**TRY IT:**
Check every line in the records below for the word "roof" and report how many have it, nothing more.

Records excerpted from a collection:
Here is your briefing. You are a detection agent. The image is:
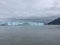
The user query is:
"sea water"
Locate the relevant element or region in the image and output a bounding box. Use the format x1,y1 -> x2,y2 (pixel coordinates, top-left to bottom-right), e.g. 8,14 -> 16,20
0,25 -> 60,45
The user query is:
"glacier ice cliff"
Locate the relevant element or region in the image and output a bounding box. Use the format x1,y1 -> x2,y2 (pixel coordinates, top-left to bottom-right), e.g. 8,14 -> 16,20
0,21 -> 44,26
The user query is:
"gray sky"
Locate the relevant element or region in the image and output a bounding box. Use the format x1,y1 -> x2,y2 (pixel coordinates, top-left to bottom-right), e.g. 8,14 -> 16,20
0,0 -> 60,18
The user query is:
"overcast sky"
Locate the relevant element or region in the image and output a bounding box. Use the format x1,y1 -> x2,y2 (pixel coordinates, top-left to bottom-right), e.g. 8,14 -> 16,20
0,0 -> 60,18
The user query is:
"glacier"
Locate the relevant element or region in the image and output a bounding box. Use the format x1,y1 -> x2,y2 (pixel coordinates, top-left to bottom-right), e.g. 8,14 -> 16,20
0,21 -> 44,26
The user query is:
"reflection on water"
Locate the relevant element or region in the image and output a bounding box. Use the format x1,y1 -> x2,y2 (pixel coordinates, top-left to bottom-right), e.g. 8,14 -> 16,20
0,25 -> 60,45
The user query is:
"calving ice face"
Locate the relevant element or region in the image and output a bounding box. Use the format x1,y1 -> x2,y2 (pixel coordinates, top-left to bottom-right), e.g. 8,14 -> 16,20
0,21 -> 44,26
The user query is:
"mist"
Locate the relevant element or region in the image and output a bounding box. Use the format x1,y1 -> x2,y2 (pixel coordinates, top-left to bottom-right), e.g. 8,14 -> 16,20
0,0 -> 60,18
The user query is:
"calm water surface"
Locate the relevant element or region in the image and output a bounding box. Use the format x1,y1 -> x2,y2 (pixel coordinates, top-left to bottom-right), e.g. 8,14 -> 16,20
0,25 -> 60,45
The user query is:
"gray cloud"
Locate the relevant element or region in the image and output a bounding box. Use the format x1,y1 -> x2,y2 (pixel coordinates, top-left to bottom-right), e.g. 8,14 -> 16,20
0,0 -> 60,18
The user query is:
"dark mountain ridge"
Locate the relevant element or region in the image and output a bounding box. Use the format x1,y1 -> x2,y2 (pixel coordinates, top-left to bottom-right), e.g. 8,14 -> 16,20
48,18 -> 60,25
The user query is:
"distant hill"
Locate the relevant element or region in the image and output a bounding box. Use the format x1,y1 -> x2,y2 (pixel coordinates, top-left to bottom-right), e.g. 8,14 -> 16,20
48,18 -> 60,25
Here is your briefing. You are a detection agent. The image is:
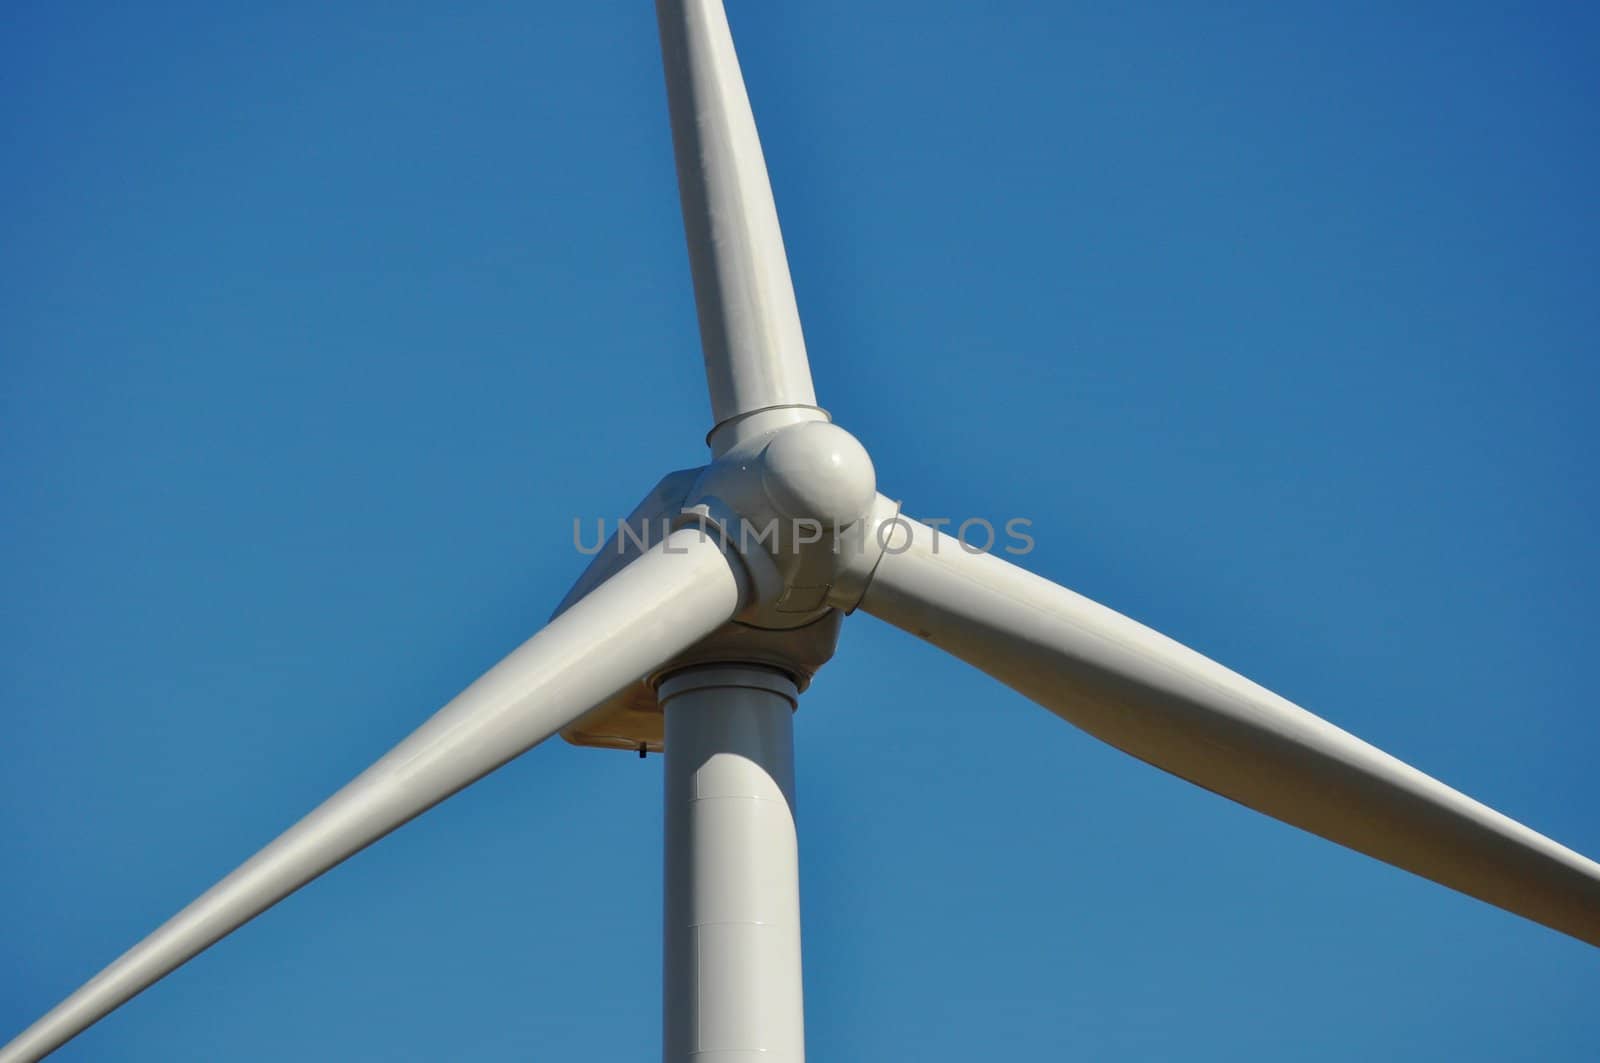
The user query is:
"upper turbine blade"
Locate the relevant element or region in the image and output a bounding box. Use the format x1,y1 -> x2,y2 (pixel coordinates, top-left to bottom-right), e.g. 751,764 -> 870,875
657,0 -> 821,447
2,528 -> 748,1063
858,515 -> 1600,947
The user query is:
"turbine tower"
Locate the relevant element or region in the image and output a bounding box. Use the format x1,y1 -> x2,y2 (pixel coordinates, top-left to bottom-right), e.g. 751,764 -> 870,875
5,3 -> 1598,1061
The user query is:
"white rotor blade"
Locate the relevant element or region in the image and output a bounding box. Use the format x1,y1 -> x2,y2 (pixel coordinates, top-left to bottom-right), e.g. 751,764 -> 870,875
859,515 -> 1600,946
657,0 -> 819,438
2,528 -> 747,1063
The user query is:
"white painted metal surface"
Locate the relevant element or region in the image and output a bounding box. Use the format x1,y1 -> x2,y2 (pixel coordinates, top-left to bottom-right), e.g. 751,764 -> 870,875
661,666 -> 805,1063
860,515 -> 1600,945
656,0 -> 825,451
0,531 -> 747,1063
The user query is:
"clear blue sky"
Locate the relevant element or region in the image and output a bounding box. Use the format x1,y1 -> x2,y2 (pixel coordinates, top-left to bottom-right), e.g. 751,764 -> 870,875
4,3 -> 1597,1059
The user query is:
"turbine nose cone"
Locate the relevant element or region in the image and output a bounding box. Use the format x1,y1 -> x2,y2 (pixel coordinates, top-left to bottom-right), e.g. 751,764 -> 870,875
760,421 -> 876,529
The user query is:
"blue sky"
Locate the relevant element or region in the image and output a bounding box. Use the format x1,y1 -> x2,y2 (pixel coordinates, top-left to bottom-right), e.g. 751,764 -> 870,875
4,2 -> 1597,1059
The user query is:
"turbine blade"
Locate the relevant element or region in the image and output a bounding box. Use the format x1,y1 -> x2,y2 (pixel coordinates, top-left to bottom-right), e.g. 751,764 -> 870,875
656,0 -> 820,448
2,528 -> 747,1063
858,515 -> 1600,946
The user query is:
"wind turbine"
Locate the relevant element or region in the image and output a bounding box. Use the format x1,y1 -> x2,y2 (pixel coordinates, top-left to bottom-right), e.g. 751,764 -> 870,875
5,3 -> 1598,1061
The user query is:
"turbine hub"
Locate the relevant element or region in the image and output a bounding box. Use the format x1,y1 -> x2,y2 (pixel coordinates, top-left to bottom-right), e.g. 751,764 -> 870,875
552,420 -> 900,752
759,421 -> 876,530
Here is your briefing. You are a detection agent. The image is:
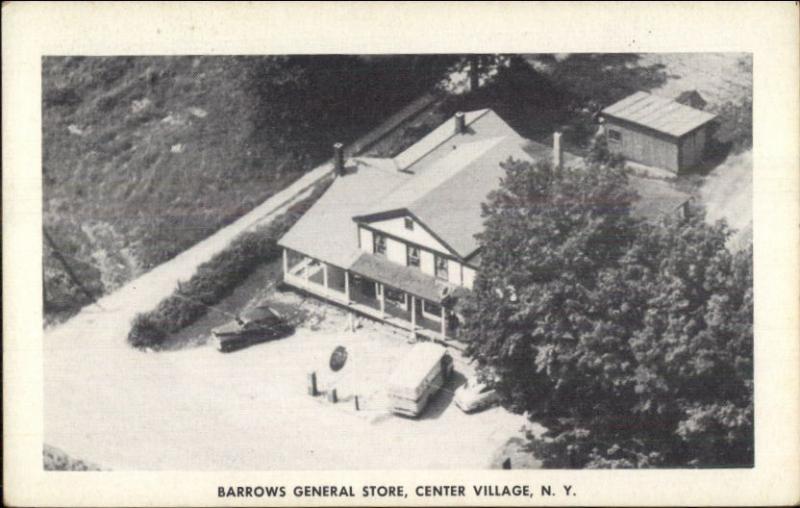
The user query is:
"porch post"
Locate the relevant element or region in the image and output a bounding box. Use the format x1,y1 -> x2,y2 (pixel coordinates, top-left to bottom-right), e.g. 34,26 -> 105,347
410,295 -> 417,338
345,271 -> 354,331
282,249 -> 288,278
379,284 -> 386,319
322,263 -> 329,292
304,257 -> 311,285
440,307 -> 447,339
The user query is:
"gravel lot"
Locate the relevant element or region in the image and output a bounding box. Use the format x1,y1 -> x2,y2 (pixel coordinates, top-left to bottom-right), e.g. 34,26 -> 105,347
45,303 -> 529,470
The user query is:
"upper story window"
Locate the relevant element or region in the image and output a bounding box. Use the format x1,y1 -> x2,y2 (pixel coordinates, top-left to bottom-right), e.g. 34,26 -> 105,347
435,255 -> 449,280
373,233 -> 387,256
608,129 -> 622,143
407,245 -> 420,268
404,217 -> 414,231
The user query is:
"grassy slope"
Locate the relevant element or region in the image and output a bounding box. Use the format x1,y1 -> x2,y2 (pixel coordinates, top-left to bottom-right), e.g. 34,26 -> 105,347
43,57 -> 304,322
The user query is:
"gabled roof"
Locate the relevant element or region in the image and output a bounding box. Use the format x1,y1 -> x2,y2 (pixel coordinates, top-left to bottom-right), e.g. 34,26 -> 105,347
393,109 -> 496,171
280,110 -> 528,267
602,91 -> 716,138
356,110 -> 532,258
403,136 -> 533,257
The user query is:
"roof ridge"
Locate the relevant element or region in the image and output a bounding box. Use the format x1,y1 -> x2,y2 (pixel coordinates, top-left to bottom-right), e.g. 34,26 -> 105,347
394,108 -> 492,171
602,90 -> 716,137
406,135 -> 512,209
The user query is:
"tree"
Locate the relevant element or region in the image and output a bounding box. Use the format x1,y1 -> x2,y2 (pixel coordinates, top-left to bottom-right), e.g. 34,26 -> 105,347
244,55 -> 457,166
459,158 -> 753,468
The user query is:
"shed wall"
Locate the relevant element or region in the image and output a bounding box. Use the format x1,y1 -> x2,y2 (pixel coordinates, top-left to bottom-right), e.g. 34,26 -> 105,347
606,120 -> 680,172
679,127 -> 707,170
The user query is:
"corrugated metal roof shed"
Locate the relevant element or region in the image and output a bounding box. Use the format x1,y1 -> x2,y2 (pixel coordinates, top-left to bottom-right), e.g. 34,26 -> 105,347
602,91 -> 716,138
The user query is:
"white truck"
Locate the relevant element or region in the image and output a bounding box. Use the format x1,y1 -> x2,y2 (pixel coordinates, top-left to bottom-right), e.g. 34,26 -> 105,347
387,342 -> 454,417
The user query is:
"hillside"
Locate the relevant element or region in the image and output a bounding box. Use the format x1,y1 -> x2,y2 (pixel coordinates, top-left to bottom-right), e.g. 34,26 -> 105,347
42,56 -> 453,324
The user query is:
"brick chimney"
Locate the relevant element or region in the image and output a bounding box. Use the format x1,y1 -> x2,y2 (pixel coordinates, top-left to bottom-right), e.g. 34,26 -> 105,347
333,142 -> 345,176
454,111 -> 466,134
552,131 -> 563,169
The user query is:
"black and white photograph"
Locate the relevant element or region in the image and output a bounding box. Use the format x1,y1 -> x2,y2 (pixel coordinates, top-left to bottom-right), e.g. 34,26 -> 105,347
4,2 -> 798,507
42,52 -> 754,471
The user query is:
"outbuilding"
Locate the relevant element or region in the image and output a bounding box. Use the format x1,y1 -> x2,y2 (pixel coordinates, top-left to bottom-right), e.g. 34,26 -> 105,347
601,91 -> 717,173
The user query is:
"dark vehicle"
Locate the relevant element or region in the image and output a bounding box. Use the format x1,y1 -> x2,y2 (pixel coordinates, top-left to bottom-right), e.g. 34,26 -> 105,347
211,305 -> 294,352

**OUTPUT:**
3